EXERCISE BRIEF: In the forum thread on vintage Halloween music below, what colors does the first post give for the cassette tape and its label?

TEXT EXCERPT:
%%

# vintage halloween music



## mikieofthedead (Aug 12, 2005)

I was just on the general forum and added a pic to the " pix of you dressed up when you were a kid" thread, and it got me thinking about Halloween back then. Does anyone here remember a Halloween cassette that had a pipe organ at the beginning and then random sound effects. I would love to hear it again. I know the description is pretty vague. I do recall that the tape was black and the label was orange "draculas castle" seems to stand out in my mind for some reason. 

thanks


----------



## Verse 13 (Oct 26, 2010)

I totally remember that black and orange cassette tape. The one i had featured cats hissing and witches laughing. There was also some organ music as well. Im actually surprised that there hasnt been a whole lot more Halloween music released since then. Good memories!!!


----------



## mikieofthedead (Aug 12, 2005)

OHHHH I FOUND IT!!!! and theres a free download http://monstermasks.blogspot.com/2010/10/horror-sounds-of-night.html


----------



## GobbyGruesome (Sep 14, 2005)

I wasn't all that interested in the music, but that's a really cool site! Thanks for the link mikie!


----------



## kprimm (Apr 3, 2009)

Thanks for the download share. I actually have this tape still right now, and I still love it. Some of the old classic Halloween tapes and lps from the 70's are still some of my all time favorite stuff. I remember going into my bedroom and turning out the lights and listening to all the old scary tapes and imagining if I was in the situation trying to escape. Alot of great old memories. I have been collecting Halloween music for many many years and I have alot. Every year I check for any new Halloween music and buy up anything new that I find.


----------



## The Real Joker (Sep 8, 2008)

Thanks for the link 
It's awesome!


----------



## stormygirl84 (Sep 4, 2009)

Wow, I had that tape too!

Anyone remember the "Monster Hits" CDs Wal-Mart used to carry? They had things like "The Purple People Eater" and "Frankenstein" and "Tubular Bells." I loved those when I was a kid!


----------

%%

SOURCE DATA:
%%

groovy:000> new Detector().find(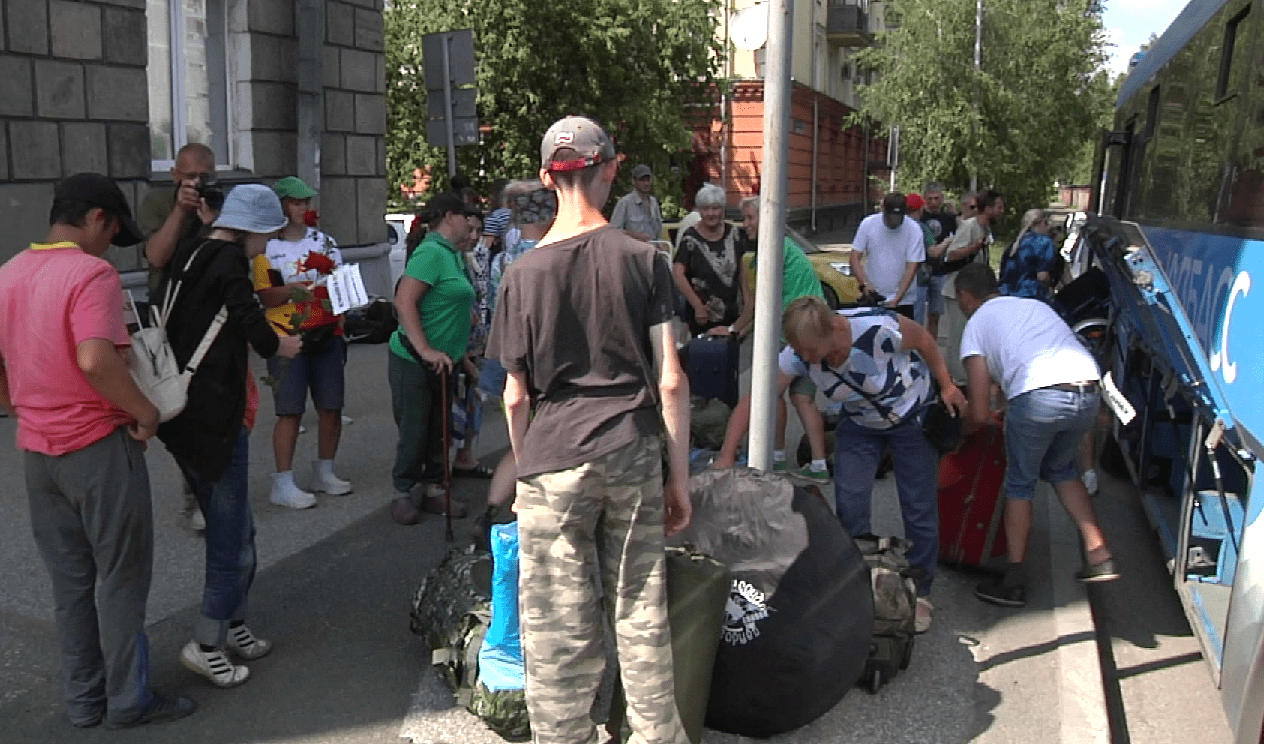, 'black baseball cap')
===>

%%

TASK SOLUTION: The tape was black and the label was orange.